┌──

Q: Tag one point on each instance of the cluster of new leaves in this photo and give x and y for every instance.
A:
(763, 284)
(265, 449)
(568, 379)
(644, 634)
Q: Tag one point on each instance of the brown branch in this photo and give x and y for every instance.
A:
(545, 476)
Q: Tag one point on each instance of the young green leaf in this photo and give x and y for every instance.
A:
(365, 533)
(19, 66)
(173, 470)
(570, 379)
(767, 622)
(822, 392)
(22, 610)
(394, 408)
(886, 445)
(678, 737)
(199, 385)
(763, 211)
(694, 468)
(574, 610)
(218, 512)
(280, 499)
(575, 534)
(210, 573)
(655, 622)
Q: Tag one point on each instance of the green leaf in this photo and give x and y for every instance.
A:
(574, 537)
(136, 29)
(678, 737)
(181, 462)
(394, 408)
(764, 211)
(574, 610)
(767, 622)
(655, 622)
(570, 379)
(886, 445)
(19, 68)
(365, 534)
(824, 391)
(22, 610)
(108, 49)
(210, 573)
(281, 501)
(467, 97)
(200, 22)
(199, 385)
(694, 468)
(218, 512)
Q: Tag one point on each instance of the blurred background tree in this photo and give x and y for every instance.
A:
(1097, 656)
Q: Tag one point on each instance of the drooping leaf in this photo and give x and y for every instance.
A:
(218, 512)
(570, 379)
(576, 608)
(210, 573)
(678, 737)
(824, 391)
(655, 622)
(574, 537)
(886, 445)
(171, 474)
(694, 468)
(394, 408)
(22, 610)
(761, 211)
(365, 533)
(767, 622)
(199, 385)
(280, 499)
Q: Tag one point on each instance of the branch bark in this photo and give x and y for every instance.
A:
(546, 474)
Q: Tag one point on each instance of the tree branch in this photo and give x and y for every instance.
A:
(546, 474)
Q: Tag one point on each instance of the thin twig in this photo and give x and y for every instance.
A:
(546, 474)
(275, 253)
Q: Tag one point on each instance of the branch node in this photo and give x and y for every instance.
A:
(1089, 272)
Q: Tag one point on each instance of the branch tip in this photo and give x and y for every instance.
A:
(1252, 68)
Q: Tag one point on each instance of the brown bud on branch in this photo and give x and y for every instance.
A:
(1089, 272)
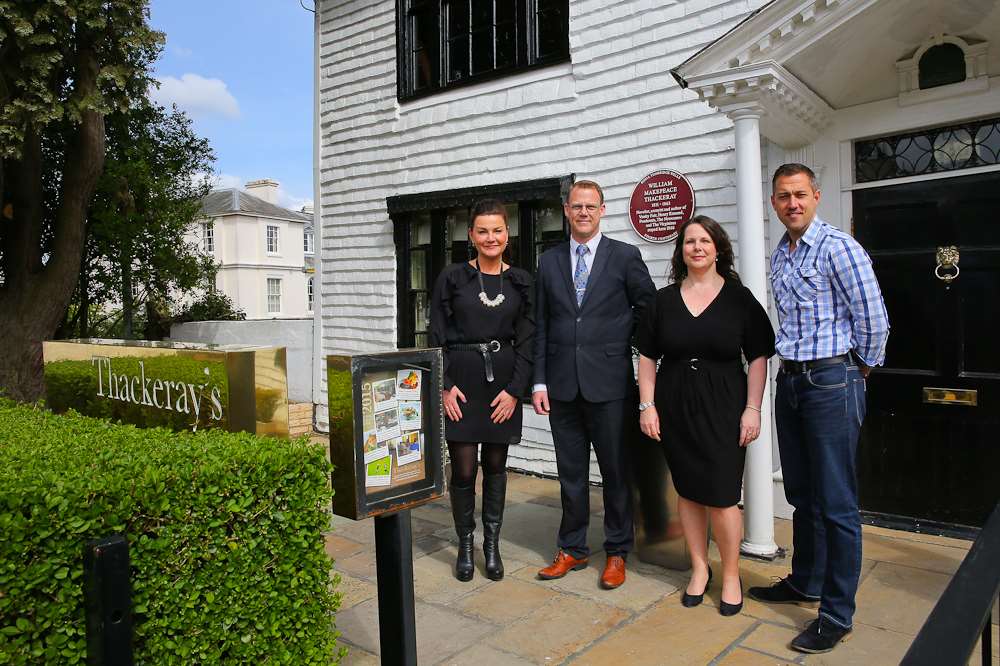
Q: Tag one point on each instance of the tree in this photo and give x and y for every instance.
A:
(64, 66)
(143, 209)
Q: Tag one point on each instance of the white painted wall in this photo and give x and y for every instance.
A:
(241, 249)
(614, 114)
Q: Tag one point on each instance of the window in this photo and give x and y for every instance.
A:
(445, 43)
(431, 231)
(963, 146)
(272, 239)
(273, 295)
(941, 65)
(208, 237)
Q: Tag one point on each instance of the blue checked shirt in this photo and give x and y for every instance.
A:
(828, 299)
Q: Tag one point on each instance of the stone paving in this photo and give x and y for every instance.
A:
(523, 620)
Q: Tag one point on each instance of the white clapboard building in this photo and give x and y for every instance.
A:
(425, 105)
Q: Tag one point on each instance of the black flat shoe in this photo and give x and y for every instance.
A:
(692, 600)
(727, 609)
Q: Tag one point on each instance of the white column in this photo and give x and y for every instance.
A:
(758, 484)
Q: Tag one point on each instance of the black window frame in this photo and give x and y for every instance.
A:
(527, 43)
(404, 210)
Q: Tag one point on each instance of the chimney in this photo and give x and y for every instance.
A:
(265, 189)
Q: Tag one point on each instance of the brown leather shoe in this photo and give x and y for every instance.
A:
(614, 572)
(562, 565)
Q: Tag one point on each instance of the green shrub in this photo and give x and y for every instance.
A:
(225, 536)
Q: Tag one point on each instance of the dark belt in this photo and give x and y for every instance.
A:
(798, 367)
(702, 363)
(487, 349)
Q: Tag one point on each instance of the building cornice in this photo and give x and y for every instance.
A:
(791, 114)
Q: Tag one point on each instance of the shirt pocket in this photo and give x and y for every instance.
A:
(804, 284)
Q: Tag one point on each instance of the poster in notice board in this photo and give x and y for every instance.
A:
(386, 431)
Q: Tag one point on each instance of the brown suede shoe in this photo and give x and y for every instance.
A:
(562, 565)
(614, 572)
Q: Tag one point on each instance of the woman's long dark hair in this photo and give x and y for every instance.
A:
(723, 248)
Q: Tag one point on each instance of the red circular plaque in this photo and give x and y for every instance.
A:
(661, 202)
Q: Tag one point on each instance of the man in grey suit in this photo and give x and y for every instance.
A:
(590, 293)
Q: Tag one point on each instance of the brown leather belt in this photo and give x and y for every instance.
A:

└──

**WORK ORDER:** For this exercise, return the records above in full and exactly, omitting the images.

**ANSWER:**
Q: Tag one point on each instance of the cluster of new leaves in this photo and give x and y for every instance.
A:
(763, 284)
(265, 449)
(568, 379)
(644, 634)
Q: Tag one point on each instance of the brown branch in this photo and give x and y for every instance.
A:
(545, 476)
Q: Tag one point on each instance of the young green leaf in this photo and give x and y for every instance.
A:
(365, 533)
(19, 66)
(173, 470)
(570, 379)
(767, 622)
(822, 392)
(22, 610)
(394, 408)
(886, 445)
(678, 737)
(199, 385)
(763, 211)
(694, 468)
(574, 610)
(218, 512)
(280, 499)
(575, 534)
(210, 573)
(655, 622)
Q: Tag one point on each instance of the green leaf in this photo and give x and y for every instance.
A:
(574, 537)
(136, 29)
(678, 737)
(181, 462)
(394, 408)
(764, 211)
(574, 610)
(767, 622)
(655, 622)
(570, 379)
(886, 445)
(19, 68)
(365, 534)
(824, 391)
(22, 610)
(108, 49)
(210, 573)
(281, 501)
(467, 97)
(200, 22)
(199, 385)
(694, 468)
(218, 512)
Q: Tag one point on each instance of the blurred background tree in this photo and give x and y for every instance.
A:
(1097, 656)
Q: Tag one point on each instance of the drooping leaf in this photo and give x and y for every instance.
A:
(218, 512)
(570, 379)
(576, 608)
(210, 573)
(678, 737)
(824, 391)
(655, 622)
(574, 537)
(886, 445)
(171, 474)
(694, 468)
(394, 408)
(22, 610)
(761, 211)
(365, 533)
(767, 622)
(199, 385)
(280, 499)
Q: Tag one point on each instance of the branch bark in this photo and give x and y for every instance.
A:
(546, 474)
Q: Tag one point on each instance of the tree branch in this photo and give x and y for every instance.
A:
(546, 474)
Q: Tag one point on each instance of the thin twig in this photo and give x and y for every instance.
A:
(546, 474)
(275, 253)
Q: Tag one point on each instance of the branch node in this photo and give x and y for every instance.
A:
(1089, 272)
Q: Tag one point on each instance of the branch tip in this photo and give x and y for every instance.
A:
(1252, 68)
Q: Tag one point on each instance of the brown bud on branch in this photo and give x and y for every instance.
A:
(1089, 272)
Q: Tag one point on each instance of the tree in this photo and give x and y for every instance.
A:
(64, 66)
(143, 209)
Q: Tag one point on each instance of the white painted wall in this photo and give x and y for every instance.
A:
(241, 249)
(614, 114)
Q: Tag one point on each instance of the window in this photo and give x and y for every instance.
A:
(445, 43)
(431, 231)
(963, 146)
(272, 239)
(273, 295)
(941, 65)
(208, 237)
Q: Tag one point on each instance of the blue checked shirt in this photo and give x and y for every instance.
A:
(828, 299)
Q: Tag one point on each instance of the stone paving in this photo and give x and y for every instance.
A:
(523, 620)
Q: Tag one point on each instance of the white clapboard building in this photo and give x and y for every instance.
A:
(425, 105)
Q: Tag one point on each instance of the black flat shoe in this photo and give x and y for every instance.
A:
(692, 600)
(727, 609)
Q: Tag one point on each instance of the white column in this photo and give x and y for every instance.
A:
(758, 484)
Q: Tag one point on each instance of the black window frame in this photo and give x and y for every instance.
A:
(527, 43)
(404, 210)
Q: Tag one point on each instance of the chimney in this photo and give x and y for every instance.
A:
(265, 189)
Q: Tag one point on each instance of the brown leather shoe in this photo and give x and y for every instance.
A:
(614, 572)
(562, 565)
Q: Tag one point on each instance of the green shrub in this photo and give x and y for every instance.
A:
(225, 536)
Q: Tag one point on each instance of the dark belt in this photo and give x and y for every instance.
A:
(798, 367)
(702, 363)
(487, 349)
Q: Tag one point on each instance of the building cornice in this photo and give x and y for every instance.
A:
(791, 114)
Q: Tag one point on each instance of the shirt pocket in this photo and give x and y for every instance.
A:
(804, 284)
Q: Tag one point on each instance of the poster in notice board in this photo and give x and y for every instance.
A:
(386, 431)
Q: Tag one point on each instance of the brown suede shoe in this photo and give x and y for every instance.
A:
(562, 565)
(614, 572)
Q: Tag one point on each instance of the woman's long dark hair in this photo and give x and y for every instance.
A:
(723, 248)
Q: Tag one point on each instance of the red circular plaque in this photo and give x and y for every instance.
A:
(661, 202)
Q: Tag one point on each instance of the man in grey suit in this photo and give x and y for every instance.
A:
(590, 293)
Q: Tag one point on each instance of the brown leather belt in this photo and give x and y for every instance.
A:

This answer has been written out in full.